What you have to do>
Write the data out verbatim.

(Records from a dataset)
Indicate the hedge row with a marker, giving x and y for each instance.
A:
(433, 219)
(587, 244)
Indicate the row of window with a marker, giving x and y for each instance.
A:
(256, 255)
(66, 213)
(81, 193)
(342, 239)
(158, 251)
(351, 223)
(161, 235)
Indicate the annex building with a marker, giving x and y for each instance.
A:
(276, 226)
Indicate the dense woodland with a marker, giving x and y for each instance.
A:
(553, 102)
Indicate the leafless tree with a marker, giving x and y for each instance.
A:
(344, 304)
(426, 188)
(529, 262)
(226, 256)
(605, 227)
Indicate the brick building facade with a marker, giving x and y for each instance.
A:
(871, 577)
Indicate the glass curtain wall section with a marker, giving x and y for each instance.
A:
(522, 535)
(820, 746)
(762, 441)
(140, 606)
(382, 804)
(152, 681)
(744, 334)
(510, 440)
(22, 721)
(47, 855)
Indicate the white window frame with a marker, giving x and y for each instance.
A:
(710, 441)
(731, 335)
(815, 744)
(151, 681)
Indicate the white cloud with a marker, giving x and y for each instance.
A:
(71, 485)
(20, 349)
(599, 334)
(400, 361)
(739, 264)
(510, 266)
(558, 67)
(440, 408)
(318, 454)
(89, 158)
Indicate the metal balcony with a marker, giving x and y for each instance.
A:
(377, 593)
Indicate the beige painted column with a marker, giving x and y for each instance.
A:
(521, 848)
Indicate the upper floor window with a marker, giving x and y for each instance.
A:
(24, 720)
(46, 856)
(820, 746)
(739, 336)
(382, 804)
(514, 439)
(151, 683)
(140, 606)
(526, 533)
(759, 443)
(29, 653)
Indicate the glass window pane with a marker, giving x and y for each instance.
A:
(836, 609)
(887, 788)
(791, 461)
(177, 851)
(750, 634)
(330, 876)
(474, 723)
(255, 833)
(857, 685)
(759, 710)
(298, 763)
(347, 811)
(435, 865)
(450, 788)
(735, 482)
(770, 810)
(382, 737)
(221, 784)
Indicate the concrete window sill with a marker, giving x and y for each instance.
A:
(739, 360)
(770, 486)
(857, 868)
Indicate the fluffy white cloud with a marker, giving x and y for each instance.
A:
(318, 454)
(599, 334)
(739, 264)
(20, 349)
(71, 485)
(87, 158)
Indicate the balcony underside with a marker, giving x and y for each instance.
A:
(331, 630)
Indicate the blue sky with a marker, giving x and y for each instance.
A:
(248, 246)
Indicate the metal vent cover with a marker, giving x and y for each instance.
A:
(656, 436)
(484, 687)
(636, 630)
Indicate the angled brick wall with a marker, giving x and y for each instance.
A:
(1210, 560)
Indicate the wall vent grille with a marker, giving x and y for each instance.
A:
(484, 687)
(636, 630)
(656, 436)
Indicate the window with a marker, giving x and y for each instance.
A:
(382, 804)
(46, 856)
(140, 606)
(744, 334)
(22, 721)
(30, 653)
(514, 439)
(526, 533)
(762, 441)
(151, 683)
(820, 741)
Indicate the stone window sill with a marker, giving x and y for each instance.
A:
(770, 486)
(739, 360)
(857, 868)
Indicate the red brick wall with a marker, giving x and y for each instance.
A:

Solved exercise>
Indicate the hedge row with a marker, giving x and y for each instance.
A:
(433, 219)
(587, 244)
Indicate the row of window with a marker, giving x and y for each instance.
A:
(256, 255)
(66, 213)
(81, 193)
(342, 239)
(158, 251)
(351, 223)
(161, 235)
Indicate the annex building with a marker, giving x and y for each instance.
A:
(276, 226)
Indicate the dense woodland with a marker, giving x and y for each instance.
A:
(553, 102)
Indicate the leafless tree with a marker, giving x and y for each instance.
A:
(344, 304)
(426, 188)
(529, 262)
(226, 256)
(605, 227)
Indicate the brick building facade with a marker, giving x and y for each instance.
A:
(871, 577)
Indicate the glass curtain wall section with a marker, giving x and y for each instance.
A:
(522, 535)
(820, 746)
(762, 441)
(140, 606)
(382, 804)
(152, 681)
(744, 334)
(510, 440)
(22, 721)
(47, 855)
Indicate the white window frame with a marker, giving x and y for each instance.
A:
(710, 441)
(731, 335)
(815, 744)
(151, 681)
Indicate the white cloud with a marker, giving x and y for each instance.
A:
(71, 485)
(20, 349)
(599, 334)
(400, 361)
(739, 264)
(510, 266)
(558, 67)
(440, 408)
(318, 454)
(89, 158)
Indicate the metal balcony with a marker, giving x and y for each instance.
A:
(377, 593)
Indicate the beige painted column with a marker, giving x and y for each instance.
A:
(521, 848)
Indicate the upper floor window with a marker, giving x and y for each instance.
A:
(24, 720)
(46, 856)
(820, 746)
(739, 336)
(382, 804)
(514, 439)
(151, 683)
(140, 606)
(526, 533)
(759, 443)
(29, 653)
Indicate the glass window pane with a marker, giving x and y for each instance.
A:
(836, 609)
(887, 788)
(791, 461)
(177, 851)
(750, 634)
(330, 876)
(474, 723)
(255, 833)
(857, 685)
(759, 710)
(298, 763)
(347, 811)
(435, 865)
(450, 788)
(735, 482)
(770, 810)
(382, 737)
(221, 784)
Indicate the concrete window sill with a marker, giving x and y for each instance.
A:
(739, 360)
(770, 486)
(857, 868)
Indicate the fluffy white cloud with a marker, giving x and y for each instance.
A:
(318, 454)
(599, 334)
(739, 264)
(20, 349)
(71, 485)
(87, 158)
Indicate the balcony underside with a marker, giving x and y for each instance.
A:
(331, 630)
Indicate the blue sky with a marker, giving x and y for each instance.
A:
(248, 246)
Indicate the metal vent cover with a marker, giving x and y for each instance.
A:
(656, 436)
(484, 687)
(636, 630)
Indicate the angled brick wall with a marker, giving x and y for each instance.
A:
(1210, 560)
Indicate the wall vent grille with a marker, giving x and y for each instance.
A:
(484, 687)
(636, 630)
(656, 436)
Indicate the window with a marker, giving x and y for each instance.
A:
(382, 804)
(46, 856)
(140, 606)
(744, 334)
(22, 721)
(30, 653)
(514, 439)
(526, 533)
(762, 441)
(151, 683)
(820, 741)
Indicate the stone window sill with a marker, giving x and y for each instance.
A:
(770, 486)
(739, 360)
(857, 868)
Indicate the red brick wall with a marker, giving x and y for each instance.
A:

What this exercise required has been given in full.